### Selected passage
AREAS OF INTEREST:   Automobile insurance, “occupying” vehicle

LEGAL IMPACT:  A passenger may still be “occupying” a vehicle while in the process of moving to a place of safety for purposes of entitlement to coverage under the vehicle’s automobile insurance policy. 


Burbank v. Philadelphia Insurance Companies, Hillsborough County Superior Court, Northern District #216-2010-EQ-00066 (1/31/12)
(J. Brown)


On May 6, 2008 a school bus operated by the Manchester Transit Authority (“MTA”) dropped Liam Burbank, a minor, off at his designated bus stop on Union Street.  In order to reach his house located at the corner of Union Street and Whitford Street, Liam had to walk north on Union Street with his back to traffic.  Access to the property on which Liam’s house was located was blocked by a stone wall that ran parallel to Union Street. 

As he was walking on a grass path that runs alongside Union Street toward his driveway, Liam was struck by an underinsured motorist.  The accident occurred about 12-27 seconds after Liam exited the bus and approximately 45-100 feet from the bus stop. 
By that time the school bus had proceeded to its next designated stop.

A Department of Safety (“DOS”) regulation requires school bus drivers to wait until exiting passengers have “cleared the danger zone of the bus” - consisting of the ten foot area immediately surrounding the stopped school bus - before proceeding. 

The MTA bus was insured under a Business Auto Policy and a Commercial Excess Policy issued by Philadelphia Insurance Companies.  Coverage under the policies was dependent on whether Liam was an “insured” at the time of the accident.  The policy defined “insured” as “[a]nyone ‘occupying’ an ‘insured motor vehicle’”.  “Occupying” was defined as “in, upon, getting in, on, out or off.”

### What is being asked
Extend the case summary about the school bus passenger's insurance coverage, beginning right after its last sentence. The lines that follow the case summary play no part in this work.

### Recorded information

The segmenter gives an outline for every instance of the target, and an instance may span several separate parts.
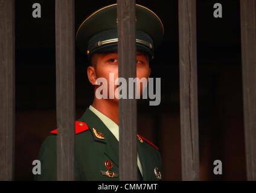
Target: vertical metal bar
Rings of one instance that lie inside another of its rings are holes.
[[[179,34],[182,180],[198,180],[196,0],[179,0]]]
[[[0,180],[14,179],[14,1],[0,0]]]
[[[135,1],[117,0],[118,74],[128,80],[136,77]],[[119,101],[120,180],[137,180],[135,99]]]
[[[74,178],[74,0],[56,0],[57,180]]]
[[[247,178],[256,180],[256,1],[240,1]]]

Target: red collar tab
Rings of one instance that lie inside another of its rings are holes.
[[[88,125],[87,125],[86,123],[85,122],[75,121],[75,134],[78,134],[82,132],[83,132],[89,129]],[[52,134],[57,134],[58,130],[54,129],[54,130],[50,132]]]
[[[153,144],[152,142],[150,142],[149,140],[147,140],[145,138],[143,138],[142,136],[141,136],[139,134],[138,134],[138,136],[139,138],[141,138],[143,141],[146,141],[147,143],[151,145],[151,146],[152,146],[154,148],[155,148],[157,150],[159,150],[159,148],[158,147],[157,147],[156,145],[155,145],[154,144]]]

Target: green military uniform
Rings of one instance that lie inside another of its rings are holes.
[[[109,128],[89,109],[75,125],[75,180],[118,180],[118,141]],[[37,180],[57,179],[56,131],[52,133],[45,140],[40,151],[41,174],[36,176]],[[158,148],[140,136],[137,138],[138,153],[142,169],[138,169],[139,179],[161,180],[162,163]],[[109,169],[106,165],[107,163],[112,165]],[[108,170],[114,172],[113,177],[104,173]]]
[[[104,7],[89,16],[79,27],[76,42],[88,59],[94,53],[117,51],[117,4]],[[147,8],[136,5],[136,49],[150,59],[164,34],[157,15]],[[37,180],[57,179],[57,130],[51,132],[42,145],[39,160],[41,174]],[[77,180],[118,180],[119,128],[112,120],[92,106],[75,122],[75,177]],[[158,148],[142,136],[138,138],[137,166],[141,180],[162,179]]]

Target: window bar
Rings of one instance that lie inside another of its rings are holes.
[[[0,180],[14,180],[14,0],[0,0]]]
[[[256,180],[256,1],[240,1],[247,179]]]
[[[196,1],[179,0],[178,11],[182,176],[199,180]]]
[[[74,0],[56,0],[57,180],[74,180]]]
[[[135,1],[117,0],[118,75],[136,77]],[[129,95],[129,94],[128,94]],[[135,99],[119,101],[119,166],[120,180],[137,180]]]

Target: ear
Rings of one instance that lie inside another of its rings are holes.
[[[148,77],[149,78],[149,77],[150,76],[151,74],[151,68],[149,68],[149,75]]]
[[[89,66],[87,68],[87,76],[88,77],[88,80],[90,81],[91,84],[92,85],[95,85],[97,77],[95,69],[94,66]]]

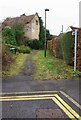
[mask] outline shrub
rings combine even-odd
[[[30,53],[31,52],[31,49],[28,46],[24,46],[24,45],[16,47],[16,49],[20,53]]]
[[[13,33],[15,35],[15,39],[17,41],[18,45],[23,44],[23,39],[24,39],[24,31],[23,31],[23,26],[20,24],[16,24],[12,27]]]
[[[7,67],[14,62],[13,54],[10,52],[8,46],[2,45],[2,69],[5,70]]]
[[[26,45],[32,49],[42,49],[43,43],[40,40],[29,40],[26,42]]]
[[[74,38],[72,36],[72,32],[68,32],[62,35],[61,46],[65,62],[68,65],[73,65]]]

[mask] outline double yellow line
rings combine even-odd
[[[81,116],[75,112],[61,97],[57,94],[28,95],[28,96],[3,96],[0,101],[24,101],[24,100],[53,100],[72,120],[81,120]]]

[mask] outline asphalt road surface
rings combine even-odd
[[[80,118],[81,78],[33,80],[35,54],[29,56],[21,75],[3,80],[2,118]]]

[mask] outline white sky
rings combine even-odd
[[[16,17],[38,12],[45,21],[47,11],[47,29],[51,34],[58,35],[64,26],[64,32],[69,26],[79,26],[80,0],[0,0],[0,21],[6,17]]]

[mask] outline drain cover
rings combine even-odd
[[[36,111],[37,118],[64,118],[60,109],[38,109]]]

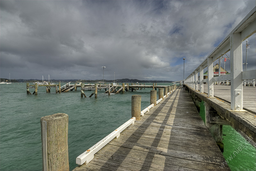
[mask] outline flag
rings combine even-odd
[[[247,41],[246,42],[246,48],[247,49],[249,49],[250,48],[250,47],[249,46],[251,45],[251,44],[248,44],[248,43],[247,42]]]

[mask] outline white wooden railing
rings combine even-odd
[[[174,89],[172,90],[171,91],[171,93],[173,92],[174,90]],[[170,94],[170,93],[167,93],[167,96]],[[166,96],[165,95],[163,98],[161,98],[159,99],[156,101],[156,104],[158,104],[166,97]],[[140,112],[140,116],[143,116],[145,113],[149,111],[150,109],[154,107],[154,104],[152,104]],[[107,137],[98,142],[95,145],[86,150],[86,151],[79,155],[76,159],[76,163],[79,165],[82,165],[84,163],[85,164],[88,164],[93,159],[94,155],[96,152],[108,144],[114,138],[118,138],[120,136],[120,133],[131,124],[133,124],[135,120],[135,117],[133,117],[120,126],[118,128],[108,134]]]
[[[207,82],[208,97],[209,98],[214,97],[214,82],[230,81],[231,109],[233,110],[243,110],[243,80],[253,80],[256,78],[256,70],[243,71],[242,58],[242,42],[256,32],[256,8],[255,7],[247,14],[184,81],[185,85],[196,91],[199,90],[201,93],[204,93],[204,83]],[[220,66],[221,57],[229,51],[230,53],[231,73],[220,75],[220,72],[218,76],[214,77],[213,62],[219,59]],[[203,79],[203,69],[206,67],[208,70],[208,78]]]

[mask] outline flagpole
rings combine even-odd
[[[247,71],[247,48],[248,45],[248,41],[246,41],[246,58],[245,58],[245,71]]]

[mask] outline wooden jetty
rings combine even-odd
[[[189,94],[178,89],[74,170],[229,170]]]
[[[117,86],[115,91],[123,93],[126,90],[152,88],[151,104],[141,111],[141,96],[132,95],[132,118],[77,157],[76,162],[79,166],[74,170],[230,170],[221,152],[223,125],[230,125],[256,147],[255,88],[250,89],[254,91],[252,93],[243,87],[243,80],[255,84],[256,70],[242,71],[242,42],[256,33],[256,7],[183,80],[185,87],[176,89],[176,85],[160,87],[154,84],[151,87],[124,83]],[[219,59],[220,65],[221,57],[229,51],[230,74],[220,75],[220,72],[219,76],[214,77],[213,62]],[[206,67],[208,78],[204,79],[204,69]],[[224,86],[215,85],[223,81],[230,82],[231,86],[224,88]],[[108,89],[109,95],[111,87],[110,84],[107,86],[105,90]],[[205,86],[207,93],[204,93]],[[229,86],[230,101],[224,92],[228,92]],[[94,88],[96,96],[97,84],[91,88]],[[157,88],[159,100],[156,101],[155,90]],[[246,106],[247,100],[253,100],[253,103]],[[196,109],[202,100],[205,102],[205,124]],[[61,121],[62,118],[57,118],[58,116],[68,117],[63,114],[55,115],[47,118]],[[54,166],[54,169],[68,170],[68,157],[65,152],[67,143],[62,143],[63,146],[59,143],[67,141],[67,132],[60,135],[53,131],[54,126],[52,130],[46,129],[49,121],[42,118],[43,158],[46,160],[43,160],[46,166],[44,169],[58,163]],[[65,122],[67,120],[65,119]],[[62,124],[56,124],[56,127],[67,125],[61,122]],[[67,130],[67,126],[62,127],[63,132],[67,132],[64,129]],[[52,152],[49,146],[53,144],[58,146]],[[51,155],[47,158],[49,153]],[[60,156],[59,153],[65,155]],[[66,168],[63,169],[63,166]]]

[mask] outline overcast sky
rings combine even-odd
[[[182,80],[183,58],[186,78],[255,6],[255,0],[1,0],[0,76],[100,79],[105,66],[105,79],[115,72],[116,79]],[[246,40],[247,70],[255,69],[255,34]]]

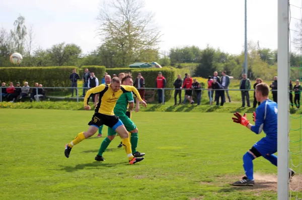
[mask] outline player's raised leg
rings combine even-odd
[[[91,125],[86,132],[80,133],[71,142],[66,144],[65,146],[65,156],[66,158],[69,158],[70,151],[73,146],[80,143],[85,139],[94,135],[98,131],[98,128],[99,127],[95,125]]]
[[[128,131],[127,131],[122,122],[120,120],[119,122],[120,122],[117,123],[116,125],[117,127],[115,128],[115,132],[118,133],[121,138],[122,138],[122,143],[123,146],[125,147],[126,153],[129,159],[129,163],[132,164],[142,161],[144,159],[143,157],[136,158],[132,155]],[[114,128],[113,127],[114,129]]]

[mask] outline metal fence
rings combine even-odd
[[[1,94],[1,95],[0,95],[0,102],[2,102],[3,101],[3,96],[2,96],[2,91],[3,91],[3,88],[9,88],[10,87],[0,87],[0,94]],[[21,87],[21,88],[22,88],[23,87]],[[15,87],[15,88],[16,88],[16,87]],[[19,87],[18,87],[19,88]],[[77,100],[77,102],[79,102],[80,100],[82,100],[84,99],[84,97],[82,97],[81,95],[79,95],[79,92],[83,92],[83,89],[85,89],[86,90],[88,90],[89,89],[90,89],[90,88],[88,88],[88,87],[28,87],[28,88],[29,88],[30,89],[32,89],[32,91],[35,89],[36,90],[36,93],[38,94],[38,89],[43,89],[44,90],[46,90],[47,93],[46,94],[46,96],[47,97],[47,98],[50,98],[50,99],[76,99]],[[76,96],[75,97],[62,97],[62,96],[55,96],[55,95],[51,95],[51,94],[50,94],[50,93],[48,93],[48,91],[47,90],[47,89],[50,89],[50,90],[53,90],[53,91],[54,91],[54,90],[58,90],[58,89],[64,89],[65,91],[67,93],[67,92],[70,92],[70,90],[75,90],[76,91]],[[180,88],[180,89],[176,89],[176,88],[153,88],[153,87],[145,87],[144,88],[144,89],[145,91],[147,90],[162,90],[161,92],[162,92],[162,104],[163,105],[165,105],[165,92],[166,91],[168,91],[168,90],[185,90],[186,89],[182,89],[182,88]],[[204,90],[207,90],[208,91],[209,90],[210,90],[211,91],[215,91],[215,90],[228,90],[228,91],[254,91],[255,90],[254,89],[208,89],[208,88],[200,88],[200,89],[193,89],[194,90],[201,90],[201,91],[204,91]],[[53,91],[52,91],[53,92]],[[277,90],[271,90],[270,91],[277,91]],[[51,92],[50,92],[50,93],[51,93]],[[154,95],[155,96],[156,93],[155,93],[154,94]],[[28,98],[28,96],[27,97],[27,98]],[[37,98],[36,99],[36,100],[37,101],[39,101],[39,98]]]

### Written response
The Court held a bench trial to determine whether at the time of the accident Liam was “occupying” the school bus as defined under the Philadelphia policy.  Philadelphia’s expert testified that Liam was beyond the ten foot danger zone at the time he was struck and that under the DOS regulation it was safe for the bus to proceed.  Liam’s expert testified that the purpose of the DOS regulation was only to prevent the bus from striking its passengers and that Liam was not at a place of safety with respect to other vehicles until he reached his driveway. 


The Court ruled that Liam was “occupying” the school bus at the time of the accident because he had not yet reached a place of safety.  Therefore, he was entitled to underinsured motorist coverage under the Philadelphia policies.

New Hampshire courts apply a “vehicle-orientation test” in interpreting whether a passenger is “occupying” a vehicle for purposes of insurance coverage.  This test requires that the claimant is “engaged in an activity essential to the use o the vehicle” at the time of the accident.  This activity may include “the process of moving away from the vehicle to a place of safety.”

The Court found to be persuasive the testimony of Liam’s expert that a student remains on the bus trip from the moment he exits until he reaches a place of safety. The Court determined that Liam had not yet reached a place of safety at the time of the accident since there was no sidewalk or paved shoulder on which to walk, and he was required to walk on a busy street with his back to traffic in order to get home.  It ruled that the term “occupying” was ambiguous because it was reasonably susceptible of more than one interpretation and, therefore, would be interpreted in favor of coverage.